* **Raw records**:
+---+

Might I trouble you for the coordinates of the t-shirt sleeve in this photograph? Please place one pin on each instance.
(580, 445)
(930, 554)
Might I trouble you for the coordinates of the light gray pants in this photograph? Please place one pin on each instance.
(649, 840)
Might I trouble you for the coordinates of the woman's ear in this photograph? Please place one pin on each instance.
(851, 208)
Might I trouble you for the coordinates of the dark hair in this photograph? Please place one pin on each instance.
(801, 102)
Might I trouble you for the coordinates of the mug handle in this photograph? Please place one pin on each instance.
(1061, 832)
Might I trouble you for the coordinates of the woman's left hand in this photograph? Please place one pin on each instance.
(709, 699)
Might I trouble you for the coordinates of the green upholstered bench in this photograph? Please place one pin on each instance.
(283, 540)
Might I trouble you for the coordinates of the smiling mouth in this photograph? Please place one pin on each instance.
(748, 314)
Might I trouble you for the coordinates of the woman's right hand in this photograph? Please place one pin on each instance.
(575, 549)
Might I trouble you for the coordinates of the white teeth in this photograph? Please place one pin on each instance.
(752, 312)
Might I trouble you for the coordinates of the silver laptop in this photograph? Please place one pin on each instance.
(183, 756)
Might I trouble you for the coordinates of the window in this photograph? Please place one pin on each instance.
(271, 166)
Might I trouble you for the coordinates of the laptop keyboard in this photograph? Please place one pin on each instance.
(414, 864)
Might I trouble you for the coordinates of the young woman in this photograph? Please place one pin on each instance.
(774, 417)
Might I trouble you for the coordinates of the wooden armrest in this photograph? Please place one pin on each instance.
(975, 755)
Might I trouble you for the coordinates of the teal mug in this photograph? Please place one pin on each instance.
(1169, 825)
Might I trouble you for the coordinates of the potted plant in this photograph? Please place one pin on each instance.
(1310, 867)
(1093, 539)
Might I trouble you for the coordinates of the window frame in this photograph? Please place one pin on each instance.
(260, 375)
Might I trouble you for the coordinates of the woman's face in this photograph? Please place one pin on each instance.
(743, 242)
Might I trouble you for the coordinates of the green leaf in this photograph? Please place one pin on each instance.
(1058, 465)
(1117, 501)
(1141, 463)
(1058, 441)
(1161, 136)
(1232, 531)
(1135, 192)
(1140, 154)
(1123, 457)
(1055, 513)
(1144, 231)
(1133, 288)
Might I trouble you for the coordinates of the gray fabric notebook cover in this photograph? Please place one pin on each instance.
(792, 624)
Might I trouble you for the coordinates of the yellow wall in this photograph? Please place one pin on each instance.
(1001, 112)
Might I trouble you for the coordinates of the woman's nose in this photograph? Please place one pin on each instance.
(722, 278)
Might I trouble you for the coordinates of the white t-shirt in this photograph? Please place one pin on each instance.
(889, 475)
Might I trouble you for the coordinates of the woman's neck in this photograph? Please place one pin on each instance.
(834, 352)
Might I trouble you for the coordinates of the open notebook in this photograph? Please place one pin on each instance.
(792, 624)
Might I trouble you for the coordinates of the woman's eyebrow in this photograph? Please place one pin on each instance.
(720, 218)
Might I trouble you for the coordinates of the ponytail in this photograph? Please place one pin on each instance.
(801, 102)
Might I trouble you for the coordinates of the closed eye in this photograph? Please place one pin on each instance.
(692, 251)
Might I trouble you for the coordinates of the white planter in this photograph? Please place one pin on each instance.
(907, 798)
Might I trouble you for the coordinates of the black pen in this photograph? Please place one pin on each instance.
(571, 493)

+---+

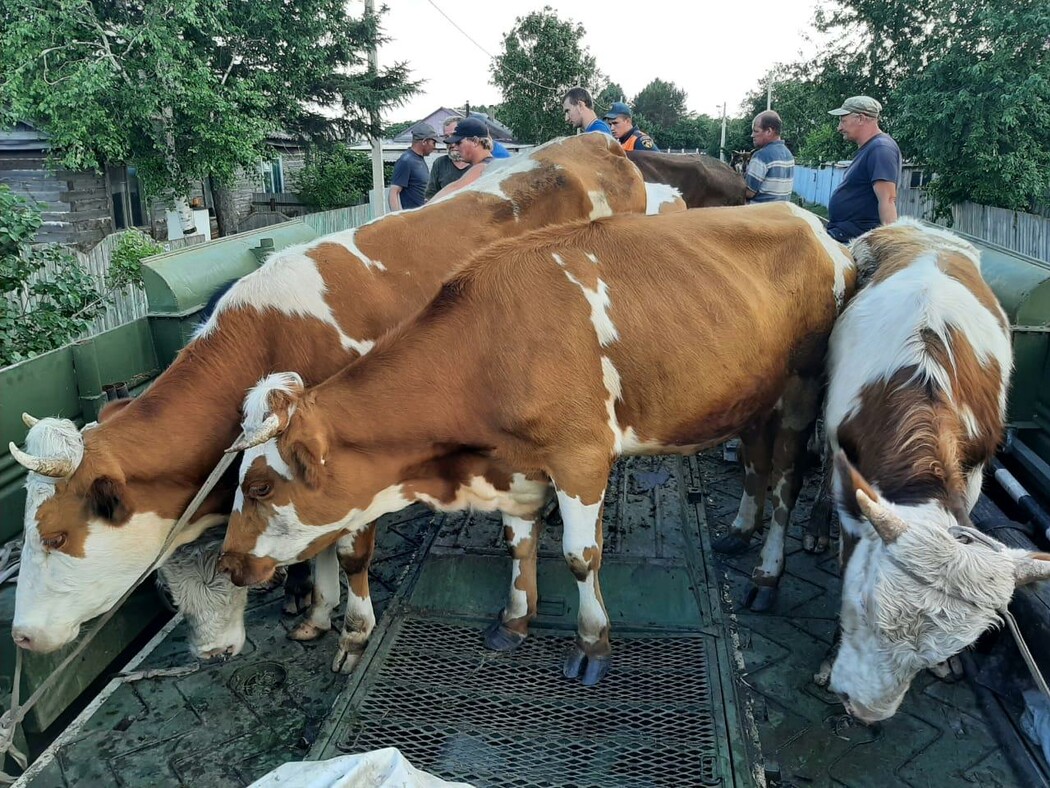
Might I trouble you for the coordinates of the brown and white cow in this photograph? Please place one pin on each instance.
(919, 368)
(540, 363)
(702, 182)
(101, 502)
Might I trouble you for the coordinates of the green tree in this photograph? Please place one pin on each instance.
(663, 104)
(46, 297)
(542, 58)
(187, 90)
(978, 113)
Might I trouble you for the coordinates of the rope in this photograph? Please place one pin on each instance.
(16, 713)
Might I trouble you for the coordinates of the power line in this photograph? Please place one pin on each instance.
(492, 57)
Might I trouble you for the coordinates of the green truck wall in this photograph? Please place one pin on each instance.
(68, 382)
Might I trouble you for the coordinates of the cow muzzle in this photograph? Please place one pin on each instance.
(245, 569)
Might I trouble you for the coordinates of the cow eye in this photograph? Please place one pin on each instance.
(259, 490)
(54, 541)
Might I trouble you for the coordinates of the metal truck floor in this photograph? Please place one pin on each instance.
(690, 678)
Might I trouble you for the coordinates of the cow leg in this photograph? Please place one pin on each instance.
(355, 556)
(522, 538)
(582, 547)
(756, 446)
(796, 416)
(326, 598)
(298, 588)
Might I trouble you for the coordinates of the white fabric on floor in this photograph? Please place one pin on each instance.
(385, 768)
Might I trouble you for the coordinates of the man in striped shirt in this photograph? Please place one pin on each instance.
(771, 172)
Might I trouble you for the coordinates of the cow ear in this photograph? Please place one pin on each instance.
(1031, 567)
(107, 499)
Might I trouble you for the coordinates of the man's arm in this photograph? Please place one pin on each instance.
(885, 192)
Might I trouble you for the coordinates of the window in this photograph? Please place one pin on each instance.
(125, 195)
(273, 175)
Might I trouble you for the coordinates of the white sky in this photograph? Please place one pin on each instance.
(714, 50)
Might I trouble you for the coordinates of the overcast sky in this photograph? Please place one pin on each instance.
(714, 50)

+---+

* **What the task asks**: Print the records from the line containing "Might I trouble you for the coordinates of the t-shirt" through the line containing "(1169, 825)", reproducing every line in that stretch exactly.

* **The output**:
Might I trouble you for the coordinates of the t-shirt sleeve in this photograph? Please place one pin on each instance.
(580, 445)
(930, 554)
Might I trouble you for the coordinates of the light gray pants in this photograph? Please place one pin on each instance.
(649, 840)
Might I trouble you for the coordinates of the woman's ear in this photograph? Please place one pin on each instance.
(851, 208)
Might I trouble you for the coordinates of the dark hair in this photograph? Please place one pin on each instance.
(801, 102)
Might I trouble you for the coordinates of the mug handle in this photograph? Please place one pin on each instance.
(1061, 832)
Might I trouble you for the coordinates of the woman's left hand in this photograph? Please place one pin on each instance.
(709, 699)
Might I trouble you for the coordinates of the green upholstered bench in this photograph? Please place one pin on each instance.
(283, 540)
Might I trouble you for the coordinates of the smiling mouth in this photograph? Please place one pin on each instance.
(748, 314)
Might I trouble you for the coordinates of the woman's right hand in this photograph? Please place one pin on each instance.
(575, 549)
Might I trouble you for the coordinates of the white teeth in this photograph? Please place one pin on each instance.
(752, 312)
Might I trouble you for the coordinates of the silver laptop in this photograph? Please place one pin on each instance.
(183, 756)
Might I trouble you for the coordinates of the window in this photograph? Please place one pin on each instance.
(271, 166)
Might I trouble you for the coordinates of the laptop keyboard in this photograph? Please place one pin on each instance.
(414, 864)
Might I trouble you for the coordinates of the young woman in this photograph? Please place one pin on each instance.
(774, 417)
Might I trouble you for the coordinates of the wooden armrest in this photograph? Please place one pin on each instance.
(975, 755)
Might I trouble you for the coordinates of the teal mug in this photograph? Please place one pin on each instance.
(1169, 825)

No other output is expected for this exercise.